* Task directions
Whatever the records contain, reproduce all of them exactly.

[Items from a data source]
##########

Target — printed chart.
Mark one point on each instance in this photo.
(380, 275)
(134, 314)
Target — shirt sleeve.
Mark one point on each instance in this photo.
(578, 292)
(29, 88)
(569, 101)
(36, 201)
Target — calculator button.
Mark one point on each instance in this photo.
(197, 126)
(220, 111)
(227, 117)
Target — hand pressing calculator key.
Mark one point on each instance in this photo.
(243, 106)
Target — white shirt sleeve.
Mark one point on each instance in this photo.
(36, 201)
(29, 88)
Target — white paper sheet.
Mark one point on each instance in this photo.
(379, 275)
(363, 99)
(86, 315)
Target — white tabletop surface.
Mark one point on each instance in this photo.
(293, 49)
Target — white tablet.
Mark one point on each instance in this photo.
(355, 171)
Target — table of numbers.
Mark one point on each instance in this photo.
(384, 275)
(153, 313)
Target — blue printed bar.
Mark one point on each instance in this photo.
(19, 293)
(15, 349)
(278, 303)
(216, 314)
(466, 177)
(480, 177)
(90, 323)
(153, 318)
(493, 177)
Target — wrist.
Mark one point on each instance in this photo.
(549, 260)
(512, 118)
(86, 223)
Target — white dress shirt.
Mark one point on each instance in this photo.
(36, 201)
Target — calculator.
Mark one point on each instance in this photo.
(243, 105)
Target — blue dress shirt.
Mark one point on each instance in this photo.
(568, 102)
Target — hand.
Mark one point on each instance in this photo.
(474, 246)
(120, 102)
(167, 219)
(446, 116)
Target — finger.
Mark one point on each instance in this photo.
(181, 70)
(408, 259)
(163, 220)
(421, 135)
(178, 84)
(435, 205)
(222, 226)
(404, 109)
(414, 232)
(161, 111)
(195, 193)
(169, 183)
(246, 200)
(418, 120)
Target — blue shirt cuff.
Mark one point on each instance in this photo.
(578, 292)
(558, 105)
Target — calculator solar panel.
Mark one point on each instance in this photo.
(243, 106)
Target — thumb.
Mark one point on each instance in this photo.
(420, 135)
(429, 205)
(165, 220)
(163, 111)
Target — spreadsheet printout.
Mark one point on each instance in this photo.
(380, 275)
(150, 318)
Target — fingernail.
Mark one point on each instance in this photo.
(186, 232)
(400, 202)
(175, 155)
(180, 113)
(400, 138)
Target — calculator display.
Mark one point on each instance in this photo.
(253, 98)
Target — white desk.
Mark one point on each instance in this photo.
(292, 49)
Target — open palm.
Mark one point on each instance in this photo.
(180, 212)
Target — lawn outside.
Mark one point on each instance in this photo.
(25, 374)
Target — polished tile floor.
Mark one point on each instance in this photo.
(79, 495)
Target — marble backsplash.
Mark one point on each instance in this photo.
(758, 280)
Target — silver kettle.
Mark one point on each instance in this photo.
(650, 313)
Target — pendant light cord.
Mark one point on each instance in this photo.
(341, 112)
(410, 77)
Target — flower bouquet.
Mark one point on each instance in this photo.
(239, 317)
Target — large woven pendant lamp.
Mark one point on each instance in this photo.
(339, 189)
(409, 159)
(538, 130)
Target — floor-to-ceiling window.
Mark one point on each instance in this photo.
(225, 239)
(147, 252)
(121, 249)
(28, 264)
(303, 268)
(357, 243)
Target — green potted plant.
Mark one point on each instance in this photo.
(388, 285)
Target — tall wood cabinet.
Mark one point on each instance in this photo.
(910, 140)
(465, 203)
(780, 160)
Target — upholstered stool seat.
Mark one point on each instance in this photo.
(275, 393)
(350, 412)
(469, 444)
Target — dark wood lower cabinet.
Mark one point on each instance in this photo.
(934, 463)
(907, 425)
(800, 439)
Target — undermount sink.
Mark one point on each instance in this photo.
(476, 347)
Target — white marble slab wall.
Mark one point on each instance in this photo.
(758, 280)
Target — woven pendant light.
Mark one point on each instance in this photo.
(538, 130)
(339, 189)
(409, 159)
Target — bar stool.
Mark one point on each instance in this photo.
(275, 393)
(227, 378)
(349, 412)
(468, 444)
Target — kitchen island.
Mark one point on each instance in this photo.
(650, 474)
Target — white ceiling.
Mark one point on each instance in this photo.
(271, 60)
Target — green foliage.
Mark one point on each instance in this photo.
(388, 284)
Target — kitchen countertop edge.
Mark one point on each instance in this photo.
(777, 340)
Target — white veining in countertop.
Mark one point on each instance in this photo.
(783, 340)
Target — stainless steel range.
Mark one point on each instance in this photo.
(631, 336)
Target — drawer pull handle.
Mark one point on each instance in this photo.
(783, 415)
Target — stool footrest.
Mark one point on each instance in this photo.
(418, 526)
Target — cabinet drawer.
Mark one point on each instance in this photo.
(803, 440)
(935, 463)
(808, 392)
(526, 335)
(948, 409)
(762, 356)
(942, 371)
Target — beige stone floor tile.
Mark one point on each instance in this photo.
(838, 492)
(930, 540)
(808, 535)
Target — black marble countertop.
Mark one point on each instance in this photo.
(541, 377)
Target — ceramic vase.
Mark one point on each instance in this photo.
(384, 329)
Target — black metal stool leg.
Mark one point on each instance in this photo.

##########

* Exercise response
Target — printed chart.
Mark one point on each instance in this photo.
(380, 275)
(134, 314)
Target — shirt sleeve.
Mark one point on each instance in this photo.
(578, 292)
(29, 88)
(569, 101)
(36, 201)
Target — calculator button.
Mark one point on each instance in this photo.
(197, 126)
(220, 111)
(227, 117)
Target — hand pressing calculator key.
Mark one point on each instance in this photo.
(243, 106)
Target — white shirt sleeve.
Mark one point on each instance in this photo.
(36, 201)
(29, 88)
Target — white paper sheet.
Mark one point on each instance in this photo.
(379, 275)
(363, 99)
(86, 315)
Target — white tabletop surface.
Mark one point on each instance in this photo.
(293, 49)
Target — white tablet.
Mark one point on each instance in this photo.
(355, 171)
Target — table of numbers.
Mark one point on each instance in this photo.
(384, 275)
(153, 313)
Target — blue printed bar.
Mark one point on each instance in this photo.
(19, 293)
(15, 349)
(278, 303)
(216, 314)
(466, 177)
(480, 177)
(90, 323)
(153, 318)
(493, 177)
Target — wrist.
Mark one point on each instance in this photo.
(549, 260)
(512, 118)
(86, 223)
Target — white dress shirt.
Mark one point on each instance in this photo.
(36, 201)
Target — calculator.
Mark one point on each instance in this photo.
(243, 105)
Target — blue dress shirt.
Mark one point on each instance in this photo.
(568, 102)
Target — hand.
Mark one point on each instance in this photo.
(474, 246)
(120, 102)
(167, 219)
(446, 116)
Target — finger.
Mark one point on each instance in this photo.
(181, 70)
(408, 259)
(163, 220)
(421, 135)
(178, 84)
(435, 205)
(222, 226)
(404, 109)
(414, 232)
(161, 111)
(195, 193)
(169, 183)
(246, 200)
(418, 120)
Target — blue shirt cuff.
Mark one point on each instance in this photo.
(578, 292)
(558, 105)
Target — calculator solar panel.
Mark one point on each instance in this photo.
(243, 106)
Target — thumb.
Mark one point on each instance in this photo.
(420, 135)
(429, 205)
(165, 220)
(163, 111)
Target — spreadsheet printout.
Mark one point on each instance in this photo.
(380, 275)
(150, 318)
Target — fingernail.
Mark one point on each instance in this photo.
(186, 232)
(400, 202)
(175, 155)
(180, 113)
(400, 138)
Target — calculator display.
Mark one point on each instance in this photo.
(253, 98)
Target — white desk.
Mark one point on each instance in this photo.
(292, 49)
Target — open palm.
Mark one point on each instance in this photo.
(180, 212)
Target — lawn outside.
Mark one point on each instance in this photo.
(25, 374)
Target — polished tile floor.
Mark one point on each instance in this photo.
(79, 495)
Target — marble backsplash.
Mark one point on each instance in this photo.
(758, 280)
Target — silver kettle.
Mark one point on each instance in this photo.
(650, 313)
Target — pendant light cord.
Mark one point on each instance in this photo.
(341, 112)
(410, 77)
Target — flower bouquet.
Mark one point on each instance in this photo.
(239, 317)
Target — large woven pendant lamp.
Mark one point on each instance in this photo.
(339, 189)
(409, 159)
(538, 130)
Target — floor-to-ceiling window.
Mark one point on each instance in this photo.
(225, 239)
(147, 252)
(121, 249)
(28, 264)
(303, 268)
(357, 243)
Target — green potted plant.
Mark one point on each instance in this photo.
(388, 285)
Target — tall wood cabinet.
Mark one point on each instance in this photo.
(910, 140)
(465, 203)
(780, 160)
Target — upholstered stool seat.
Mark one point on each instance in this photo.
(275, 393)
(350, 412)
(469, 444)
Target — dark wood lower cabinet.
Mark one point on each instance in this photo.
(934, 463)
(907, 425)
(800, 439)
Target — undermount sink.
Mark one point on each instance in this photo.
(476, 347)
Target — white marble slab wall.
Mark one point on each instance in this photo.
(758, 280)
Target — woven pendant light.
Mark one point on each instance in this photo.
(538, 130)
(339, 189)
(409, 159)
Target — bar stool.
Mark one point on each instance in this photo.
(275, 393)
(227, 378)
(349, 412)
(468, 444)
Target — kitchen island.
Mark one point on each instance in this photo.
(650, 474)
Target — white ceiling.
Mark one point on each instance in this photo.
(271, 60)
Target — green foliage.
Mark one point on each instance in this photo.
(388, 284)
Target — kitchen countertop edge.
Mark one point on each instance in this photo.
(777, 340)
Target — white veining in countertop.
Mark one point on each instance in this photo.
(783, 340)
Target — stainless steel range.
Mark one point on each instance in this photo.
(631, 336)
Target — drawer pull handle.
Mark one point on each instance in this photo.
(783, 415)
Target — stool footrest.
Mark one point on each instance in this photo.
(418, 526)
Target — cabinet drawer.
Mark one point on each instance in this photo.
(803, 440)
(935, 463)
(808, 392)
(526, 335)
(948, 409)
(762, 356)
(942, 371)
Target — beige stone floor tile.
Mark one point on each instance in this photo.
(838, 492)
(930, 540)
(808, 535)
Target — black marble countertop.
Mark one point on each instance in this photo.
(541, 377)
Target — ceramic vase.
Mark one point on each instance in this photo.
(384, 329)
Target — black metal stool leg.
Mark one point on each instance in this photo.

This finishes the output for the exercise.